* PROMPT *
Search the entries for the word "white" and return every line where it is found.

++++ AVAILABLE DATA ++++

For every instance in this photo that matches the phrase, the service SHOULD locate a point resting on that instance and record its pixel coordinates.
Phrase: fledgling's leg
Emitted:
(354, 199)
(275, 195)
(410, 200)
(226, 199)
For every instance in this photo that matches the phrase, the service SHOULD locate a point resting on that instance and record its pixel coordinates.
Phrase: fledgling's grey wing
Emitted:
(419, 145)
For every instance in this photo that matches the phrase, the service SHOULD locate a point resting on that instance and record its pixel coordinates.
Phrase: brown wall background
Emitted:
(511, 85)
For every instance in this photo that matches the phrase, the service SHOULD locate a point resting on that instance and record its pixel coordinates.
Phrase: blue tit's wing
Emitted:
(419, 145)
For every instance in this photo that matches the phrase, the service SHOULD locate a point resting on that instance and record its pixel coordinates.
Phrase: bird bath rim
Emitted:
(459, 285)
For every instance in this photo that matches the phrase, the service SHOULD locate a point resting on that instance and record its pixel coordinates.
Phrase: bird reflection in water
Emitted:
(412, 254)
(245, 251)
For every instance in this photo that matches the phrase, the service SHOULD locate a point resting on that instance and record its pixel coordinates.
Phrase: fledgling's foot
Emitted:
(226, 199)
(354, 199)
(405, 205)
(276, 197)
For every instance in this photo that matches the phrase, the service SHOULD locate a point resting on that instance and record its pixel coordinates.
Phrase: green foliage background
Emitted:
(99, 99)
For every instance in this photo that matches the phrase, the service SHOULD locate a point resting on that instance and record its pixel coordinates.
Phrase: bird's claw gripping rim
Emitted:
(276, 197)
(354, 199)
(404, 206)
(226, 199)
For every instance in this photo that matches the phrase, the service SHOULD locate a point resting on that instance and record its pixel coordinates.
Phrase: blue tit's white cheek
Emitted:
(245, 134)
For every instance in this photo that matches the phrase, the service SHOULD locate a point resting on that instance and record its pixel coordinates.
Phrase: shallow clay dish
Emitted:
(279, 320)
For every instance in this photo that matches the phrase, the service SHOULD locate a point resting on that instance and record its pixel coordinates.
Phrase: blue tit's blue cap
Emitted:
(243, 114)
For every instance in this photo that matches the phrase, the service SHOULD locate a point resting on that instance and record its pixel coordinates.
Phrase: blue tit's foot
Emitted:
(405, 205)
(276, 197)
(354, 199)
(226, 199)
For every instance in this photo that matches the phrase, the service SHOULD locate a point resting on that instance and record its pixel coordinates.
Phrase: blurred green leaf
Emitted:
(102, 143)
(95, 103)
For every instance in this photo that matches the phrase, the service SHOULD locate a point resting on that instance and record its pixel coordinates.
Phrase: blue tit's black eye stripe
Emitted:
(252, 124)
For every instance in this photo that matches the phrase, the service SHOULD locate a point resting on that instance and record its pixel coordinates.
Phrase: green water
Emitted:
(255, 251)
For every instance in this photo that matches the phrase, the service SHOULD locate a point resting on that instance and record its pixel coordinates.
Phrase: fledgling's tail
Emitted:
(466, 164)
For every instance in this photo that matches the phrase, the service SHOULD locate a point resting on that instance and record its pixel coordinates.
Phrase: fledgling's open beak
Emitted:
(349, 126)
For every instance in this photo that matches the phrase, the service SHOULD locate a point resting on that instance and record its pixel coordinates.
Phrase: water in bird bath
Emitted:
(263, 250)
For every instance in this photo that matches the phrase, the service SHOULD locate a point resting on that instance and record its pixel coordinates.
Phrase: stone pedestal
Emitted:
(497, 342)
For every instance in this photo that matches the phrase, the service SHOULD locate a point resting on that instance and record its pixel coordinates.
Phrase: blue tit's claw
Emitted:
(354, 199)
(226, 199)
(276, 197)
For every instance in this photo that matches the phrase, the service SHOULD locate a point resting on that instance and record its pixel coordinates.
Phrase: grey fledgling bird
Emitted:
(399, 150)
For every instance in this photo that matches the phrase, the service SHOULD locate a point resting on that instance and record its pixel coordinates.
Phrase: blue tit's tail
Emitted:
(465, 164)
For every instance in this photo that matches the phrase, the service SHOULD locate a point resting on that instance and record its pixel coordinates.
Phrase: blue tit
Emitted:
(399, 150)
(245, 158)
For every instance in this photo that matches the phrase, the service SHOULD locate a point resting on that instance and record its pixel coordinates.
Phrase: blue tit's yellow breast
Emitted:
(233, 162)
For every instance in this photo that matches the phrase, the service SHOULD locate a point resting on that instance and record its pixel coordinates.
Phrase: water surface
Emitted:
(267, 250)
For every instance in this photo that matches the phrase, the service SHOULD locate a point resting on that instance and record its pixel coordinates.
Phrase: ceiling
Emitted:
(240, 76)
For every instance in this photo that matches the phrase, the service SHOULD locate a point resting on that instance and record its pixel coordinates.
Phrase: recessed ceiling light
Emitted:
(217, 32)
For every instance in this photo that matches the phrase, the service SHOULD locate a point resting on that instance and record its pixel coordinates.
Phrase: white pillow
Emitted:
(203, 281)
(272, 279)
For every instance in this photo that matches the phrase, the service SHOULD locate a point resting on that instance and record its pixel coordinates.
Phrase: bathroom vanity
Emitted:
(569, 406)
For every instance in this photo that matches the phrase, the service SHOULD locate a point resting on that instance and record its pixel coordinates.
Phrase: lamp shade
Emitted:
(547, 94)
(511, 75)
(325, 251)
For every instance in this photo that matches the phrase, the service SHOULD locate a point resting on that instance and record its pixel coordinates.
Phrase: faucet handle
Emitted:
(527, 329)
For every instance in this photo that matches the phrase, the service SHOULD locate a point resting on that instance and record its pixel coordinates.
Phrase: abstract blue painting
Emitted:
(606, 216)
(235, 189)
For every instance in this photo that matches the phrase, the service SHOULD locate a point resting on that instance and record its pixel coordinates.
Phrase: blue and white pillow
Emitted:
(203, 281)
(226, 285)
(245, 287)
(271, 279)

++++

* RESULT FOR THIS EXERCISE *
Phrase: blue tit's white cheek
Phrase: white pillow
Phrase: blue and white pillow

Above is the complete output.